[Dataset entries Boundary: Start]

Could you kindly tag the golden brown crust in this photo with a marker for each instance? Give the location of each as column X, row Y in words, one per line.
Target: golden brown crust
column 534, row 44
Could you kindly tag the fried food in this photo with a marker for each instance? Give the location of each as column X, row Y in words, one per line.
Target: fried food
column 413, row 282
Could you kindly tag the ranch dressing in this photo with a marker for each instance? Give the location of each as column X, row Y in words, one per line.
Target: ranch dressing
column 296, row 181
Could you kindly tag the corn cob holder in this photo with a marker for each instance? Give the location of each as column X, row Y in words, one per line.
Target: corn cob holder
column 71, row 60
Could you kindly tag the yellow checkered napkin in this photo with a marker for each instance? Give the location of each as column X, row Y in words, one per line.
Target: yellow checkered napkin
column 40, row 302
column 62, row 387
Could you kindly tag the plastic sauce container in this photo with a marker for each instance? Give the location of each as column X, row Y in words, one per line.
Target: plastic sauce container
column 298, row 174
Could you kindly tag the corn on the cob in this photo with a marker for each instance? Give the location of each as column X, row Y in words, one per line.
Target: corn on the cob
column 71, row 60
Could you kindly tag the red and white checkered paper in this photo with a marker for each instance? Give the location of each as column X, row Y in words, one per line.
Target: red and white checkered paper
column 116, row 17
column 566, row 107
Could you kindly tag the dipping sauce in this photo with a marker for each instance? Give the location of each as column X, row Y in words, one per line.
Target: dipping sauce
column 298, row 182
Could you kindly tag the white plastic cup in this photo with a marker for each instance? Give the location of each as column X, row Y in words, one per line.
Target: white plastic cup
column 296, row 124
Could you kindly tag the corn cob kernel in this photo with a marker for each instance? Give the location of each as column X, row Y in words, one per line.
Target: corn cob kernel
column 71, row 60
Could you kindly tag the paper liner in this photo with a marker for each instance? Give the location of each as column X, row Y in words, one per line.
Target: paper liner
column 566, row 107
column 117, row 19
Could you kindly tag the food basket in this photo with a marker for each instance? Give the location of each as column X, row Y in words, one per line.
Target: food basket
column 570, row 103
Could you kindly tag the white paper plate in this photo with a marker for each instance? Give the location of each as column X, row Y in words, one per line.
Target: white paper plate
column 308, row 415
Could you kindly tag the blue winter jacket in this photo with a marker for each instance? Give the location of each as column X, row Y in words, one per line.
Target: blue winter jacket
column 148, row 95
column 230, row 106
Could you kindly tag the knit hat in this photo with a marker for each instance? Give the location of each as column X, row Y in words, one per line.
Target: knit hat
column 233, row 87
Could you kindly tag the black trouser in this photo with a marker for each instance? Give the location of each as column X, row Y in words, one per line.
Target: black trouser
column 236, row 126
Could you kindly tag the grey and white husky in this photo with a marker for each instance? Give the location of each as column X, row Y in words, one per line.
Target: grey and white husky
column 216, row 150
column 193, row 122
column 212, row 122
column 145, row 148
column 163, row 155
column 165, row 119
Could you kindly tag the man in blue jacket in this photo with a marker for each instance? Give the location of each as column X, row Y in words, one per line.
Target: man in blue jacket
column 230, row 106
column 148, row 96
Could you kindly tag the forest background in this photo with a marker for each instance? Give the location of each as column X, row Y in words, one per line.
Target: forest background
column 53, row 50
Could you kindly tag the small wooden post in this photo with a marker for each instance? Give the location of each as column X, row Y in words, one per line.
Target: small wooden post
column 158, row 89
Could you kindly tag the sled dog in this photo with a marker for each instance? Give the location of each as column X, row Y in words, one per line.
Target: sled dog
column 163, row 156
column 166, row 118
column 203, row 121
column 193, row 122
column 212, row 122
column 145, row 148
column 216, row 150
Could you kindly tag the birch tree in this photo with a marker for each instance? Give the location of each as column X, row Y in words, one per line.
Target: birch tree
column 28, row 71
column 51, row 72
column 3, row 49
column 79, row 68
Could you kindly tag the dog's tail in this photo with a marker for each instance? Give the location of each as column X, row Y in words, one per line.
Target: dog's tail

[Dataset entries Boundary: End]

* [Activity] Where a line in the entries holds "tail", copy that line.

* [Task output]
Could you kindly tag the dog's tail in this photo with a marker for each instance? Give the location of each as column X, row Y in words, one per line.
Target: dog's tail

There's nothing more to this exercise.